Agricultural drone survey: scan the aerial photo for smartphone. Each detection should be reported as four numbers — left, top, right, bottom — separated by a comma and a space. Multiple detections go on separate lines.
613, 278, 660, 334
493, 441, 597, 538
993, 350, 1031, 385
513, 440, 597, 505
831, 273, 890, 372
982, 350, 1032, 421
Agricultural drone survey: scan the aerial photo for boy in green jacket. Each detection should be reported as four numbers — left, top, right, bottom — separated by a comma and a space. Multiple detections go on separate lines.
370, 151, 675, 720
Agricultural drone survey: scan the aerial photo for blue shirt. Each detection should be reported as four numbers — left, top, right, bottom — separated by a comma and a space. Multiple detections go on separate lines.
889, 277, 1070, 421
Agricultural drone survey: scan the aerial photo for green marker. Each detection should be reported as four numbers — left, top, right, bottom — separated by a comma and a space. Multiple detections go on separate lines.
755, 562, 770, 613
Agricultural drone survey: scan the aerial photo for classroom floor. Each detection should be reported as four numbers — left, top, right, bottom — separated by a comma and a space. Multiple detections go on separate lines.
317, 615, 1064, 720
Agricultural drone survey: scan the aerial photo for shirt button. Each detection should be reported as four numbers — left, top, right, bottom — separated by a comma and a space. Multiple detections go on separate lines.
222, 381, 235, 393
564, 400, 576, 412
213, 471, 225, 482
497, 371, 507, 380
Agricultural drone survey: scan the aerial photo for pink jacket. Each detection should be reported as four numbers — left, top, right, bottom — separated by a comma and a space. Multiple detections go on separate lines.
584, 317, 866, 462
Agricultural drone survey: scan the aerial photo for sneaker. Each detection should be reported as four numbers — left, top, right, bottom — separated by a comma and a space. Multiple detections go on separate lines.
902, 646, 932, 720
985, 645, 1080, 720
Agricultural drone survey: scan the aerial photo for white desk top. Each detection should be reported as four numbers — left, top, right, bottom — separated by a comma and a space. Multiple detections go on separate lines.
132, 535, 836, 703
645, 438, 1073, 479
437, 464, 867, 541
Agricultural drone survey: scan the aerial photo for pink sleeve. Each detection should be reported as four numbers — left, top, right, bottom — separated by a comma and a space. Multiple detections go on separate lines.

◆ ◆ ◆

■ Exercise ■
Output the full listing above once again, verbatim.

■ Solution ■
Agricultural drone survey: scan the aerial photo for smartphone. Each detection should be reported as four numbers — left, top, right, bottom — separated by a comma and a space. Multiple detections go on separate lines.
613, 278, 660, 334
493, 441, 597, 538
993, 350, 1031, 385
513, 440, 597, 505
831, 273, 890, 372
982, 350, 1032, 421
Agricultural drone survey: scan the aerial photo for boy in green jacket. Each detection should be reported as four numbers — left, top, right, bottom — separated by a comma and a space. Multiple detections go on separate lines.
370, 151, 675, 720
Agricultural drone survey: scan the aerial photo for blue shirt. Each detection should be reported as four numbers — left, top, right, bottom — separated by a comma and a space. Multiple detections go on separate lines.
889, 277, 1070, 421
Agricultural drone survey: scan the aerial photo for green marker. Each detection should be reported as four numbers — left, top, right, bottom — separated by a comma and a space. Multiple detections go on separate lines.
755, 562, 770, 613
Agricultural drone survey: scan the aerial photo for classroom floor. Each detection should be reported as four numbers — left, top, right, bottom — separated by a comma and a space. Multiple detections go on separate lines.
317, 615, 1064, 720
Agricultural drone survey: scan the aerial photo for shirt button. Each detection should be reported as four numbers — left, top, right, bottom — separated by a comma and a space. Multiple detections go on separate lines.
222, 381, 235, 393
564, 400, 576, 412
213, 471, 225, 482
497, 371, 507, 380
Agricultural drone survey: scan the aerial photo for pink jacket. Each detection should be reported as four numbers — left, top, right, bottom — separated by a comma and a space. Multiple detections go on separate lines.
584, 317, 866, 462
Agricultural drone survey: scan the aerial photo for sneaker. Each detection should be reported as four numbers — left, top, right, bottom — separated by a comma and a space. Multiple detections go on separate lines.
902, 646, 932, 720
985, 645, 1080, 720
Agricultural drone survey: scan the aerial photo for white desk top. Each detection should be reported as four numbers — left, top, right, bottom — separated by a comma and a space. Multiple detections go on separate lines.
132, 535, 836, 703
645, 438, 1073, 479
437, 464, 867, 541
Agricultural drone survey: scan the aerial photo for pink sleeve. Each detection should be reported as four numbers — left, top, right, bottom — separated by a comma and a space. Multiple detections go on separate lines.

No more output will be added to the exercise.